### CHALLENGE
Write out the stretch from the line containing "[segment] dark curtain" through the end of the records as a JSON list of strings, one string per line, leaving out blank lines.

Boundary annotation records
===
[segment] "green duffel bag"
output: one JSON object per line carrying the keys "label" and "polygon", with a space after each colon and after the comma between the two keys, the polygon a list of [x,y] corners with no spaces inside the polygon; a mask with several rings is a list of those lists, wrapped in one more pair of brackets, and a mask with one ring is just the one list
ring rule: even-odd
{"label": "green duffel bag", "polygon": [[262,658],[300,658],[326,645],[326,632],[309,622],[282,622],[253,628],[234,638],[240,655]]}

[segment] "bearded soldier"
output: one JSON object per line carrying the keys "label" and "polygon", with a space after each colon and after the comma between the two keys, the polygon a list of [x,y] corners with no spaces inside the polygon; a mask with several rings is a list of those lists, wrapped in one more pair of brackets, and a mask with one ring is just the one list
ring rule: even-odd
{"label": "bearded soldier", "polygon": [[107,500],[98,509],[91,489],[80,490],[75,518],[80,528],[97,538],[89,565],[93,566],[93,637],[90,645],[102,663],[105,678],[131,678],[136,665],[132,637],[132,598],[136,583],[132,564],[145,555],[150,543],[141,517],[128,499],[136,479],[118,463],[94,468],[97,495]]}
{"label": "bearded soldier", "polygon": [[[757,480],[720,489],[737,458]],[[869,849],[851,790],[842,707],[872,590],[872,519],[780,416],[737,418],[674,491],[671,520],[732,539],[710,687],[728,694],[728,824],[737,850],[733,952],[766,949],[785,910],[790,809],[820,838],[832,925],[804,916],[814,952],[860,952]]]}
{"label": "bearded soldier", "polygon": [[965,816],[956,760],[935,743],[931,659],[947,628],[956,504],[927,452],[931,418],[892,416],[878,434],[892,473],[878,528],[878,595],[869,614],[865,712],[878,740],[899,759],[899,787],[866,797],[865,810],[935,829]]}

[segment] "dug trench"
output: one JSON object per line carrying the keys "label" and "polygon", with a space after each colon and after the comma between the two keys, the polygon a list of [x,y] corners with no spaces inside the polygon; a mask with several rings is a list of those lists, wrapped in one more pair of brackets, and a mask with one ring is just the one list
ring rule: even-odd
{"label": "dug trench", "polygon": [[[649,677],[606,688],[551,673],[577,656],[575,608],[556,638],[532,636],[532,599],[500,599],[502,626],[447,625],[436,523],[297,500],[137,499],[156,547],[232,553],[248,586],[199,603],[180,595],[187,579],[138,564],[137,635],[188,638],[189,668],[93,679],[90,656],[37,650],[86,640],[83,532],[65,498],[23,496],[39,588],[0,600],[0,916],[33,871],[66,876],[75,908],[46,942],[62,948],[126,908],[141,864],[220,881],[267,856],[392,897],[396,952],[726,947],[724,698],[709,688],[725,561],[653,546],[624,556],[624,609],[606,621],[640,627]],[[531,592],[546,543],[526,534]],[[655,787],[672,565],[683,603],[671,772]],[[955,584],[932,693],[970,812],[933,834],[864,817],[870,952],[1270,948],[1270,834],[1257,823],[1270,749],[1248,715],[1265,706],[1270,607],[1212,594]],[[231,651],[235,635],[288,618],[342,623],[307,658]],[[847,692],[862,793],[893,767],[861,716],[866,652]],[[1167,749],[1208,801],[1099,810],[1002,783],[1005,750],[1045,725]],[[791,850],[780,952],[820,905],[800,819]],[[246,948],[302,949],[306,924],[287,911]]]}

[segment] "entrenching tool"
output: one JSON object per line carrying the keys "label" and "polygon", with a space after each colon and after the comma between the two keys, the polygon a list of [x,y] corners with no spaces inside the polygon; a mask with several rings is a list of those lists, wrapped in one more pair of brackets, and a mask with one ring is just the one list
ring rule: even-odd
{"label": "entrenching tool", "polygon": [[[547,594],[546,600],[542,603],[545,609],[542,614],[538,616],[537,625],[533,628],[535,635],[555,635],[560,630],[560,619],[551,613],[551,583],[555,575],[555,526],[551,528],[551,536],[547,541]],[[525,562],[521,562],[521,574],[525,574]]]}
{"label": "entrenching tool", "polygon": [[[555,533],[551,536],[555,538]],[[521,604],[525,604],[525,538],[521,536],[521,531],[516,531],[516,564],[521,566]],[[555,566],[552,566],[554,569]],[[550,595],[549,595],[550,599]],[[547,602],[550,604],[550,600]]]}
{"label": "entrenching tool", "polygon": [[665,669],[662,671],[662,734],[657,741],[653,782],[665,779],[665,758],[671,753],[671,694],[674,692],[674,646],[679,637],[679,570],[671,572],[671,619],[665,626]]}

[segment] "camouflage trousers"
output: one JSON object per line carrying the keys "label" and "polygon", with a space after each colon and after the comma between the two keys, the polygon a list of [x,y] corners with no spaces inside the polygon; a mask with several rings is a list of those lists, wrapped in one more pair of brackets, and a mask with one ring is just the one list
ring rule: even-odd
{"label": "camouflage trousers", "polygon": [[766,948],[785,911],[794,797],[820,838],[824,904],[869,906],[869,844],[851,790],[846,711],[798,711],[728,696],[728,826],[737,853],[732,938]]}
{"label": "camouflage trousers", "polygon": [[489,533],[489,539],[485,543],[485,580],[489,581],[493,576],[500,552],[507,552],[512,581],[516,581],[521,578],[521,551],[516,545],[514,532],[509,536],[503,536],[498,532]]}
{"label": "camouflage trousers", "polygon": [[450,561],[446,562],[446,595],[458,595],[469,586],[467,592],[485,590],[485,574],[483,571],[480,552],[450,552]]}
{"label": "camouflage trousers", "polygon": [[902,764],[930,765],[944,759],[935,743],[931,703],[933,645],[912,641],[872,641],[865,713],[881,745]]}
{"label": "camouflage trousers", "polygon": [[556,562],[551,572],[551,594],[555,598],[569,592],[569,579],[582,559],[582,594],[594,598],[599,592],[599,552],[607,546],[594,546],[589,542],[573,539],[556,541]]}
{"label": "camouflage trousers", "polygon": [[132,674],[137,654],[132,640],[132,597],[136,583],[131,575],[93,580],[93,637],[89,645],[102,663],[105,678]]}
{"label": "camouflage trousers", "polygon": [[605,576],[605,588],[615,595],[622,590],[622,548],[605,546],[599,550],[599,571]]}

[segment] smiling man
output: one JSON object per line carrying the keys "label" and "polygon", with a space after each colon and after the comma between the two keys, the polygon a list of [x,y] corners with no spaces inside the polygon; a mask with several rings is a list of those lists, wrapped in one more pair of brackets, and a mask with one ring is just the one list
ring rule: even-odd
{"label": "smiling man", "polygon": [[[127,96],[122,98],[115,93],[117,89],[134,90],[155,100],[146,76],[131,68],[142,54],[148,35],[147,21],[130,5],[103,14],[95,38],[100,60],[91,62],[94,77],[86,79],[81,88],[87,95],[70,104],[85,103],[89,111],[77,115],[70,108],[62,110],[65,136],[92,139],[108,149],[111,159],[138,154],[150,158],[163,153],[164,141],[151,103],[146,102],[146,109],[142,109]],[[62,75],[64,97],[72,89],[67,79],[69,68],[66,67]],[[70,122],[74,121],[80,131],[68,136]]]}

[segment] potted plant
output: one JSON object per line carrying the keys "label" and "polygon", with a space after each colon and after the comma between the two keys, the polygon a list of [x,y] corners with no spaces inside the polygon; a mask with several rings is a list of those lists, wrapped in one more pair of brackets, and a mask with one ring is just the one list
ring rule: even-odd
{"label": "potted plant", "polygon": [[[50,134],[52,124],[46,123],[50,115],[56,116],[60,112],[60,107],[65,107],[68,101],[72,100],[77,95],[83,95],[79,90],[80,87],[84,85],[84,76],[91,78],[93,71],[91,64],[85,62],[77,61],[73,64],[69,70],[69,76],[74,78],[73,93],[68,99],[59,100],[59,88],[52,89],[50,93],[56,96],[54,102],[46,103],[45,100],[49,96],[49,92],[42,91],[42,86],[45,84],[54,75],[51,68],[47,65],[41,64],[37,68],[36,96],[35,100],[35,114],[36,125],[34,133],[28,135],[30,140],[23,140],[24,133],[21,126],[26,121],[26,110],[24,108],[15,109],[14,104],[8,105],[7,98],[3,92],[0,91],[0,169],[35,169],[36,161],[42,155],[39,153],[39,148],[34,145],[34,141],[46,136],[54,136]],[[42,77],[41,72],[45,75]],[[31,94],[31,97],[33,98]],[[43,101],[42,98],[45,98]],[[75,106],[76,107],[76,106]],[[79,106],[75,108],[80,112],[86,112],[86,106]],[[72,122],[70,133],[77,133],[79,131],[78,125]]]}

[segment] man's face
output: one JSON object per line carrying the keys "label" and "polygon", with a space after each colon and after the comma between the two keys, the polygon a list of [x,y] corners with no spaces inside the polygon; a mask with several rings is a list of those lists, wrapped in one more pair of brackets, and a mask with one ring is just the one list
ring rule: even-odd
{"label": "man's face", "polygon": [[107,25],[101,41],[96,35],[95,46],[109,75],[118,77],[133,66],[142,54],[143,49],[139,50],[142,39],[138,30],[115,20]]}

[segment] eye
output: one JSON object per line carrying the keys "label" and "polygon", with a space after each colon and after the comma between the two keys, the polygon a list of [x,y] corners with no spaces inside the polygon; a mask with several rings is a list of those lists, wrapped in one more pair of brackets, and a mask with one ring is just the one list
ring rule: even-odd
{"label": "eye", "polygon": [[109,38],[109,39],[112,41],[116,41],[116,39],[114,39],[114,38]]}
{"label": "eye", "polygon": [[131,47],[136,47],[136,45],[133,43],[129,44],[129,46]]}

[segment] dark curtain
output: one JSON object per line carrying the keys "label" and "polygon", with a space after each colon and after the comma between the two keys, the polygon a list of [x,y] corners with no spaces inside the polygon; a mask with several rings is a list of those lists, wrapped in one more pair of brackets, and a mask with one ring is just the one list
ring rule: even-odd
===
### WRITTEN RESPONSE
[
  "[segment] dark curtain",
  "output: one JSON object per line carrying the keys \"label\" and \"polygon\", with a space after each colon and after the comma between the two keys, the polygon a list of [x,y] corners with no spaces inside the polygon; a mask with several rings is a list of those lists, wrapped in one more pair of brackets, and a mask with one ring is just the one list",
  "ring rule: even-odd"
]